Objective:
Recast every line of the entries below as a numbered list, omitting any blank lines.

>> start Record excerpts

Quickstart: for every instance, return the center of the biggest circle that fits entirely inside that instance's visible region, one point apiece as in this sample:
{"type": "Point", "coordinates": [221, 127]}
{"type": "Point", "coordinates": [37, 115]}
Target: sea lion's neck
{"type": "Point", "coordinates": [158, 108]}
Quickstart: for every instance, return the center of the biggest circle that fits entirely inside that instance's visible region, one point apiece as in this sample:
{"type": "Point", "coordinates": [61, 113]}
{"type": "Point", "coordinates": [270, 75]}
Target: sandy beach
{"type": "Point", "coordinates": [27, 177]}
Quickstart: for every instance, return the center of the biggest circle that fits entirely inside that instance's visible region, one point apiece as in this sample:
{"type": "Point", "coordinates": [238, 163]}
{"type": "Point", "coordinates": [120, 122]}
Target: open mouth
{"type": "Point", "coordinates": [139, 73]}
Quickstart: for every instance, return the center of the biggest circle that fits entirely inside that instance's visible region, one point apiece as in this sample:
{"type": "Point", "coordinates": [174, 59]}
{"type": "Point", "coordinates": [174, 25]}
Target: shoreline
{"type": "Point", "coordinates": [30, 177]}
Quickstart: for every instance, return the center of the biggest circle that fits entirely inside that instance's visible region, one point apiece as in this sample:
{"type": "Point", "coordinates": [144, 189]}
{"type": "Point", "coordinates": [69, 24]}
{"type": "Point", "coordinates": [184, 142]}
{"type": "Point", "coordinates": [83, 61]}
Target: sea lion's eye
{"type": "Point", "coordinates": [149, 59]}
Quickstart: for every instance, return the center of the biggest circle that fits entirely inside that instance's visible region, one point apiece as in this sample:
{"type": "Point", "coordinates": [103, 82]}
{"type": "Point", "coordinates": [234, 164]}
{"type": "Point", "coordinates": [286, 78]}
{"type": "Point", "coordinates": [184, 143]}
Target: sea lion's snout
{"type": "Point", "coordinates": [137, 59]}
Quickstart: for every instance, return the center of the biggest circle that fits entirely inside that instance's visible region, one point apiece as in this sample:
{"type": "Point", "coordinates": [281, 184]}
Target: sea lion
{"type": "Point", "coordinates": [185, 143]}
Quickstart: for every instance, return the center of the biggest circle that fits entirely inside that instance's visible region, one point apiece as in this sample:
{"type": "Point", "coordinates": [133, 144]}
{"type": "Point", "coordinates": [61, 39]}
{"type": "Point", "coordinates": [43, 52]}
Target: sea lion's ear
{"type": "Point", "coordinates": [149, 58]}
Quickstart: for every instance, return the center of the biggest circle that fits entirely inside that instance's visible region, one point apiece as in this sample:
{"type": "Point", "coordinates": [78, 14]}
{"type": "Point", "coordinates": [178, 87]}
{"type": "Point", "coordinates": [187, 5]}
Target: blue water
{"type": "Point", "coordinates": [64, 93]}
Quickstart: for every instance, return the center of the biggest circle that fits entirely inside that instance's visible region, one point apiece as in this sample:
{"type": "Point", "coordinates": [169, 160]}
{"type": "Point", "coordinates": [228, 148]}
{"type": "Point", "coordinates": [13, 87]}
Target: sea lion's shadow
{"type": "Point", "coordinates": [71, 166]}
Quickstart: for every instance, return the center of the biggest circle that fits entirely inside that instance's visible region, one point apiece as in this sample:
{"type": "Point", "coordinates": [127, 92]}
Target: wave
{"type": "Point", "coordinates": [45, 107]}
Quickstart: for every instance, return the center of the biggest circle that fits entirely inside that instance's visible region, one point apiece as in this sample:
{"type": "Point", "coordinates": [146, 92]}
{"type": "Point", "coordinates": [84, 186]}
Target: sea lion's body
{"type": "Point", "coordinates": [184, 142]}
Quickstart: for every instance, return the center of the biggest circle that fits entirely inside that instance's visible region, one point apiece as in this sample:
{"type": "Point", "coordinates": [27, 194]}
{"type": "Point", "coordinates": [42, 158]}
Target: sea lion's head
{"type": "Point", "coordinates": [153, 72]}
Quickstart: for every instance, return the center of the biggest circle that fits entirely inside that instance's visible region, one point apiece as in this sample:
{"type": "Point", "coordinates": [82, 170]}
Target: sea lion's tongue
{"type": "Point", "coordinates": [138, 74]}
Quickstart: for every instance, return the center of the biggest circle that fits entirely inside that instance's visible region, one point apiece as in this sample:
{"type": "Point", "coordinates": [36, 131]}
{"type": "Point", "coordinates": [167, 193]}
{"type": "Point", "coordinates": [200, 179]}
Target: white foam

>> end Record excerpts

Full response:
1. Quickstart: for every instance, return the center of the biggest circle that fits entirely inside that instance's visible region, one point apiece as in this sample:
2. {"type": "Point", "coordinates": [221, 127]}
3. {"type": "Point", "coordinates": [37, 115]}
4. Target: sea lion's neck
5. {"type": "Point", "coordinates": [158, 108]}
6. Quickstart: for every instance, return the center of the biggest circle that fits entirely inside that instance's visible region, one point apiece as in this sample:
7. {"type": "Point", "coordinates": [61, 113]}
8. {"type": "Point", "coordinates": [270, 75]}
9. Target: sandy beach
10. {"type": "Point", "coordinates": [27, 177]}
11. Quickstart: for every instance, return the center of the biggest circle that fits entirely inside that instance's visible region, one point apiece as in this sample:
12. {"type": "Point", "coordinates": [238, 163]}
13. {"type": "Point", "coordinates": [120, 122]}
14. Target: open mouth
15. {"type": "Point", "coordinates": [139, 73]}
16. Quickstart: for every instance, return the center of the biggest circle that fits entirely inside that instance's visible region, one point apiece as in this sample:
17. {"type": "Point", "coordinates": [174, 59]}
18. {"type": "Point", "coordinates": [174, 25]}
19. Target: shoreline
20. {"type": "Point", "coordinates": [30, 177]}
21. Quickstart: for every instance, return the center of the biggest circle that fits entirely inside that instance's visible region, one point apiece as in this sample:
22. {"type": "Point", "coordinates": [144, 189]}
23. {"type": "Point", "coordinates": [69, 24]}
24. {"type": "Point", "coordinates": [184, 142]}
25. {"type": "Point", "coordinates": [83, 61]}
26. Target: sea lion's eye
27. {"type": "Point", "coordinates": [149, 59]}
28. Quickstart: for every instance, return the center of the biggest circle that fits entirely inside that instance's visible region, one point apiece as in this sample:
29. {"type": "Point", "coordinates": [103, 82]}
30. {"type": "Point", "coordinates": [234, 164]}
31. {"type": "Point", "coordinates": [286, 78]}
32. {"type": "Point", "coordinates": [184, 143]}
33. Target: sea lion's snout
34. {"type": "Point", "coordinates": [137, 59]}
35. Quickstart: for every instance, return the center of the biggest circle that fits entirely inside that instance's visible region, one point apiece as in this sample:
36. {"type": "Point", "coordinates": [281, 184]}
37. Target: sea lion
38. {"type": "Point", "coordinates": [185, 143]}
39. Quickstart: for every instance, return the center of the biggest circle that fits entirely inside that instance's visible region, one point apiece as in this sample:
40. {"type": "Point", "coordinates": [133, 144]}
41. {"type": "Point", "coordinates": [61, 39]}
42. {"type": "Point", "coordinates": [43, 52]}
43. Target: sea lion's ear
44. {"type": "Point", "coordinates": [149, 58]}
45. Quickstart: for every instance, return the center of the biggest circle that fits entirely inside that instance's visible region, one point apiece as in this sample:
46. {"type": "Point", "coordinates": [78, 14]}
47. {"type": "Point", "coordinates": [178, 87]}
48. {"type": "Point", "coordinates": [187, 5]}
49. Target: blue water
50. {"type": "Point", "coordinates": [64, 93]}
51. Quickstart: for every instance, return the center of the biggest circle that fits entirely inside that instance's visible region, one point apiece as in this sample:
52. {"type": "Point", "coordinates": [169, 160]}
53. {"type": "Point", "coordinates": [228, 148]}
54. {"type": "Point", "coordinates": [13, 87]}
55. Target: sea lion's shadow
56. {"type": "Point", "coordinates": [71, 166]}
57. Quickstart: for every instance, return the center of the biggest circle that fits entirely inside that instance's visible region, one point apiece as in this sample:
58. {"type": "Point", "coordinates": [127, 92]}
59. Target: wave
60. {"type": "Point", "coordinates": [45, 107]}
61. Quickstart: for every instance, return the center of the biggest circle that fits entirely inside that instance's visible region, one point apiece as in this sample:
62. {"type": "Point", "coordinates": [146, 92]}
63. {"type": "Point", "coordinates": [84, 186]}
64. Target: sea lion's body
65. {"type": "Point", "coordinates": [184, 142]}
66. Quickstart: for every instance, return the center of the biggest circle that fits entirely inside that instance's visible region, one point apiece as in this sample:
67. {"type": "Point", "coordinates": [27, 194]}
68. {"type": "Point", "coordinates": [42, 158]}
69. Target: sea lion's head
70. {"type": "Point", "coordinates": [153, 72]}
71. Quickstart: for every instance, return the center of the biggest circle that fits entirely inside that instance's visible region, one point apiece as in this sample:
72. {"type": "Point", "coordinates": [82, 170]}
73. Target: sea lion's tongue
74. {"type": "Point", "coordinates": [138, 74]}
75. Quickstart: for every instance, return the center of the biggest circle that fits entirely inside that instance's visible region, one point apiece as in this sample:
76. {"type": "Point", "coordinates": [36, 131]}
77. {"type": "Point", "coordinates": [167, 193]}
78. {"type": "Point", "coordinates": [200, 179]}
79. Target: white foam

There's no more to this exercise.